Written task
Reproduce every line of the material below word for word, omitting the pictures.

----

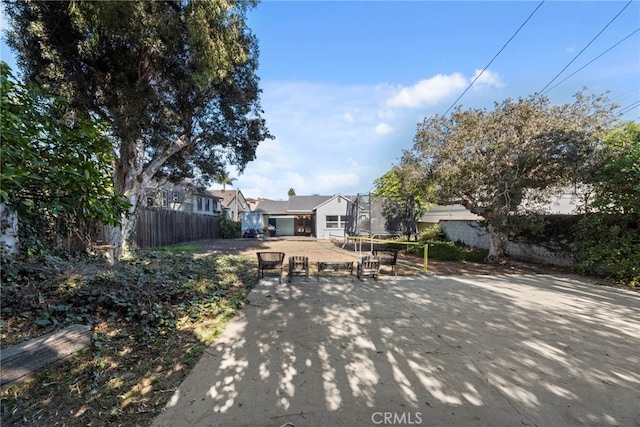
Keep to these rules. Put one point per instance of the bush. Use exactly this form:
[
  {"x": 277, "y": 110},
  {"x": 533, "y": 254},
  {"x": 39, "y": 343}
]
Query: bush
[
  {"x": 431, "y": 232},
  {"x": 450, "y": 251}
]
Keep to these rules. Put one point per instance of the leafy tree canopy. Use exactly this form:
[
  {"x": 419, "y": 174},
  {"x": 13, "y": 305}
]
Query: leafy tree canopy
[
  {"x": 497, "y": 162},
  {"x": 406, "y": 193},
  {"x": 615, "y": 211},
  {"x": 175, "y": 80}
]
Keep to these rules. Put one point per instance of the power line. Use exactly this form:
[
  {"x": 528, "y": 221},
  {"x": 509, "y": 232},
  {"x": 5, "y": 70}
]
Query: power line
[
  {"x": 583, "y": 49},
  {"x": 628, "y": 108},
  {"x": 493, "y": 59},
  {"x": 588, "y": 63}
]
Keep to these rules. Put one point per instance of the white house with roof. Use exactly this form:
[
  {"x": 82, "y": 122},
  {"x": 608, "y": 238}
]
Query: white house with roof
[
  {"x": 318, "y": 216},
  {"x": 185, "y": 196}
]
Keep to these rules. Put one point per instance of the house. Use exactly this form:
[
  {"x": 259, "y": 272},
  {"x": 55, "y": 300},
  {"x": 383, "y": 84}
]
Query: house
[
  {"x": 184, "y": 196},
  {"x": 320, "y": 216},
  {"x": 233, "y": 203}
]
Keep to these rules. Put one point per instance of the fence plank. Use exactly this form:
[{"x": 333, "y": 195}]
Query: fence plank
[{"x": 162, "y": 227}]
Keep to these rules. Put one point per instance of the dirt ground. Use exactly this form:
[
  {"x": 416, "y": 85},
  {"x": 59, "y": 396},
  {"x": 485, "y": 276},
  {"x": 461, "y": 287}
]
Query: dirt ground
[{"x": 324, "y": 250}]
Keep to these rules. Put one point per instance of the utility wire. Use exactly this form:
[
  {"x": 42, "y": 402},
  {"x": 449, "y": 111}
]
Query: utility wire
[
  {"x": 588, "y": 63},
  {"x": 493, "y": 59},
  {"x": 583, "y": 49}
]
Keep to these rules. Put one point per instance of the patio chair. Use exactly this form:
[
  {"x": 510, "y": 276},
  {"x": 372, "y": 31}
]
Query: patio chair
[
  {"x": 270, "y": 261},
  {"x": 368, "y": 266},
  {"x": 299, "y": 266},
  {"x": 387, "y": 257}
]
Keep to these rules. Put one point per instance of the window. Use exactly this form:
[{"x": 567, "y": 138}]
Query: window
[{"x": 336, "y": 221}]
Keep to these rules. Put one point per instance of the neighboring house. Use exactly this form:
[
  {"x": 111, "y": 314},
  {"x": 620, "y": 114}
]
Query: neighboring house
[
  {"x": 185, "y": 197},
  {"x": 567, "y": 202},
  {"x": 319, "y": 216},
  {"x": 233, "y": 203}
]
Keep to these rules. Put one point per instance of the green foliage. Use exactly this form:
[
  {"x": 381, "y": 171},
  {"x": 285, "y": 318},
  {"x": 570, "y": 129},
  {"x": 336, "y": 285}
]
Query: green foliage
[
  {"x": 557, "y": 233},
  {"x": 406, "y": 193},
  {"x": 492, "y": 162},
  {"x": 450, "y": 251},
  {"x": 152, "y": 318},
  {"x": 56, "y": 165},
  {"x": 179, "y": 248},
  {"x": 609, "y": 233},
  {"x": 229, "y": 229},
  {"x": 152, "y": 292}
]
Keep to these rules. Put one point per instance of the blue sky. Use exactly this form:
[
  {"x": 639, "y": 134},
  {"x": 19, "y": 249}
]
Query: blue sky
[{"x": 345, "y": 83}]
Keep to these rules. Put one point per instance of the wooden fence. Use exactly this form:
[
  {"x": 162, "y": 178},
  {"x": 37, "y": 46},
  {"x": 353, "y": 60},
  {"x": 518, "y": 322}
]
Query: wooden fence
[{"x": 162, "y": 227}]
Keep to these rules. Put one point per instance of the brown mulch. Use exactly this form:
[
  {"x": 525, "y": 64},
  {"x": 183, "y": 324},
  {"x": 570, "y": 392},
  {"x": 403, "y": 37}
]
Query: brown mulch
[{"x": 324, "y": 250}]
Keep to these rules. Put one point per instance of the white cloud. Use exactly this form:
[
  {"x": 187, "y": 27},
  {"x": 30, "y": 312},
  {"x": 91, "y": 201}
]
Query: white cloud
[
  {"x": 383, "y": 129},
  {"x": 329, "y": 139},
  {"x": 428, "y": 91},
  {"x": 487, "y": 79}
]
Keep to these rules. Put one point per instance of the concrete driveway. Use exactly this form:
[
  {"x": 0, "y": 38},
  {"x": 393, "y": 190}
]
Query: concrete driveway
[{"x": 538, "y": 350}]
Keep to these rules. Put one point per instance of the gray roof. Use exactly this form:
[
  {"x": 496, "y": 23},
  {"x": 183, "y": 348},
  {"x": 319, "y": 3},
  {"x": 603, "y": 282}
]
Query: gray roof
[
  {"x": 272, "y": 206},
  {"x": 305, "y": 203}
]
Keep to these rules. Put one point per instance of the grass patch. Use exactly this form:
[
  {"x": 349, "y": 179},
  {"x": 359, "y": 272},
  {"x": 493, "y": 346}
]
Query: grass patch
[
  {"x": 178, "y": 249},
  {"x": 152, "y": 316},
  {"x": 450, "y": 251}
]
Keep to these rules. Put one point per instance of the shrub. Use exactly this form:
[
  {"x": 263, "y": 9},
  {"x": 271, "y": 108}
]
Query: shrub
[{"x": 228, "y": 229}]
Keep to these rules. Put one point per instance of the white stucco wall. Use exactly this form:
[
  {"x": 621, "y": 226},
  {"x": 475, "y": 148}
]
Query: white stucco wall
[{"x": 8, "y": 229}]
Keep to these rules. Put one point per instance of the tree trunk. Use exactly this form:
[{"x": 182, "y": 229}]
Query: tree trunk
[{"x": 497, "y": 246}]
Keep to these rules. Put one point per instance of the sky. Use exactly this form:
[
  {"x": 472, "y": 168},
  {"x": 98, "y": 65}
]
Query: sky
[{"x": 345, "y": 83}]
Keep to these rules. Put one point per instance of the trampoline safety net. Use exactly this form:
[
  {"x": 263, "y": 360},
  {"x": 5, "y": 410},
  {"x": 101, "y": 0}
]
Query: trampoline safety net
[{"x": 368, "y": 215}]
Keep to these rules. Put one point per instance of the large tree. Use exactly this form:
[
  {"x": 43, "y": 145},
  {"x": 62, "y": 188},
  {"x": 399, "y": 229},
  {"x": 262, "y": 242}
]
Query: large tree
[
  {"x": 505, "y": 161},
  {"x": 176, "y": 81},
  {"x": 55, "y": 167},
  {"x": 406, "y": 193}
]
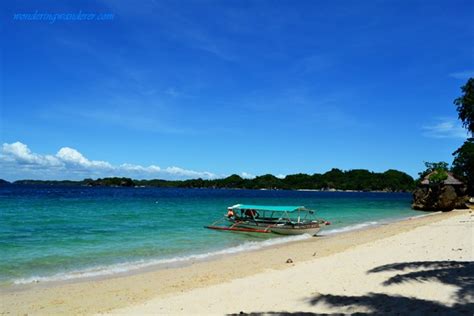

----

Response to the exercise
Keep to these rules. Put one point per instance of the bush. Use exactly this form:
[
  {"x": 277, "y": 110},
  {"x": 533, "y": 254},
  {"x": 39, "y": 343}
]
Query: bush
[
  {"x": 431, "y": 232},
  {"x": 450, "y": 251}
]
Keep to these rules. Put one point per instance of the leafy tree canopy. Use exactly this form:
[
  {"x": 419, "y": 174},
  {"x": 13, "y": 305}
]
Query: leafy tree canopy
[
  {"x": 497, "y": 162},
  {"x": 406, "y": 193},
  {"x": 615, "y": 211},
  {"x": 175, "y": 80}
]
Keep to these rules. Put one point per instance of the power line. Use exactly this form:
[
  {"x": 528, "y": 221},
  {"x": 509, "y": 232},
  {"x": 5, "y": 70}
]
Query: power line
[
  {"x": 583, "y": 49},
  {"x": 628, "y": 108},
  {"x": 493, "y": 59},
  {"x": 588, "y": 63}
]
Keep to these rules. Put one point per instance of the white house with roof. Use exactly this form:
[
  {"x": 82, "y": 122},
  {"x": 608, "y": 238}
]
Query: white house with roof
[
  {"x": 318, "y": 216},
  {"x": 185, "y": 196}
]
Keep to these rules. Put one point per instance of the house. Use exactly this form:
[
  {"x": 259, "y": 272},
  {"x": 55, "y": 300},
  {"x": 383, "y": 84}
]
Query: house
[
  {"x": 184, "y": 196},
  {"x": 320, "y": 216},
  {"x": 233, "y": 203}
]
Keep to these rules. Put one point per instance of the fence plank. Use exactly this form:
[{"x": 333, "y": 195}]
Query: fence plank
[{"x": 162, "y": 227}]
Keep to these rules. Put one point per instance of the dirt ground. Use exactly this form:
[
  {"x": 416, "y": 85},
  {"x": 59, "y": 396},
  {"x": 485, "y": 276},
  {"x": 461, "y": 287}
]
Query: dirt ground
[{"x": 324, "y": 250}]
Keep to these rules. Put one point per instance of the utility wire. Use exactly this form:
[
  {"x": 42, "y": 402},
  {"x": 449, "y": 111}
]
Query: utility wire
[
  {"x": 588, "y": 63},
  {"x": 493, "y": 59},
  {"x": 583, "y": 49}
]
Keep to these rules. Put one point per instance of the patio chair. Use exactly this form:
[
  {"x": 510, "y": 276},
  {"x": 372, "y": 31}
]
Query: patio chair
[
  {"x": 270, "y": 261},
  {"x": 368, "y": 266},
  {"x": 299, "y": 266},
  {"x": 387, "y": 257}
]
Keep to these rules. Put one point per instance of the window. Use exactly this form:
[{"x": 567, "y": 138}]
Query: window
[{"x": 336, "y": 221}]
Keep to these rules. Put one point per instance of the neighboring house. Use exactly this form:
[
  {"x": 111, "y": 314},
  {"x": 620, "y": 114}
]
Query: neighboring house
[
  {"x": 185, "y": 197},
  {"x": 567, "y": 202},
  {"x": 319, "y": 216},
  {"x": 233, "y": 203}
]
Keep to these rules. Put one point per instance of the green foliage. Use exactly this form:
[
  {"x": 381, "y": 171},
  {"x": 285, "y": 318},
  {"x": 570, "y": 129},
  {"x": 336, "y": 285}
]
Query: green foliage
[
  {"x": 557, "y": 233},
  {"x": 406, "y": 193},
  {"x": 492, "y": 162},
  {"x": 450, "y": 251},
  {"x": 152, "y": 318},
  {"x": 56, "y": 165},
  {"x": 179, "y": 248},
  {"x": 609, "y": 233},
  {"x": 229, "y": 229},
  {"x": 152, "y": 292}
]
Keep to these rules. Put one point per instance of the blue sky. Use exactly this form:
[
  {"x": 639, "y": 134},
  {"x": 19, "y": 249}
]
Query: blue sky
[{"x": 345, "y": 83}]
Keep to these rules. Put one point per instance of the wooden fence. Use exactly this form:
[
  {"x": 162, "y": 178},
  {"x": 37, "y": 46},
  {"x": 353, "y": 60},
  {"x": 518, "y": 322}
]
Query: wooden fence
[{"x": 162, "y": 227}]
Keep to these rules. Put one point per instance of the brown mulch. Use exactly this form:
[
  {"x": 525, "y": 64},
  {"x": 183, "y": 324},
  {"x": 570, "y": 392},
  {"x": 403, "y": 37}
]
Query: brown mulch
[{"x": 324, "y": 250}]
Keep to these rules. Put one point per instance of the white cloud. Use exactly this form:
[
  {"x": 187, "y": 27},
  {"x": 30, "y": 312},
  {"x": 91, "y": 201}
]
Query: white cloud
[
  {"x": 383, "y": 129},
  {"x": 329, "y": 139},
  {"x": 428, "y": 91},
  {"x": 487, "y": 79}
]
Keep to these rules. Put one point per instance of the concrete driveway. Use exactly this form:
[
  {"x": 0, "y": 38},
  {"x": 393, "y": 190}
]
Query: concrete driveway
[{"x": 538, "y": 350}]
Keep to these rules. Put one point per instance of the gray roof. Use exactly this form:
[
  {"x": 496, "y": 23},
  {"x": 183, "y": 348},
  {"x": 319, "y": 3},
  {"x": 603, "y": 282}
]
Query: gray roof
[
  {"x": 272, "y": 206},
  {"x": 305, "y": 203}
]
Keep to these rules. Put one point per instance of the grass patch. Use exactly this form:
[
  {"x": 349, "y": 179},
  {"x": 359, "y": 272},
  {"x": 493, "y": 346}
]
Query: grass patch
[
  {"x": 178, "y": 249},
  {"x": 152, "y": 316},
  {"x": 450, "y": 251}
]
Keep to these rules. Put one point per instance of the shrub. Use exactly this form:
[
  {"x": 263, "y": 9},
  {"x": 271, "y": 108}
]
Query: shrub
[{"x": 228, "y": 229}]
Keep to these rules. Put one point per instance of the white stucco wall. Use exactly this form:
[
  {"x": 621, "y": 226},
  {"x": 475, "y": 148}
]
Query: white stucco wall
[{"x": 8, "y": 229}]
Keep to these rules. Put one point per instance of the tree trunk. Use exactly this form:
[{"x": 182, "y": 229}]
Query: tree trunk
[{"x": 497, "y": 246}]
Keep to these rules. Put one point per instance of the sky. Use exactly this form:
[
  {"x": 472, "y": 168},
  {"x": 98, "y": 65}
]
Query: sky
[{"x": 345, "y": 83}]
Keep to these rules. Put one point per instance of the trampoline safety net. Use exactly this form:
[
  {"x": 263, "y": 360},
  {"x": 5, "y": 410},
  {"x": 101, "y": 0}
]
Query: trampoline safety net
[{"x": 368, "y": 215}]
Keep to these rules. Put one point per instance of the large tree. Use exactly this form:
[
  {"x": 43, "y": 145},
  {"x": 62, "y": 188},
  {"x": 399, "y": 229},
  {"x": 262, "y": 242}
]
Query: large tree
[
  {"x": 505, "y": 161},
  {"x": 176, "y": 81},
  {"x": 55, "y": 167},
  {"x": 406, "y": 193}
]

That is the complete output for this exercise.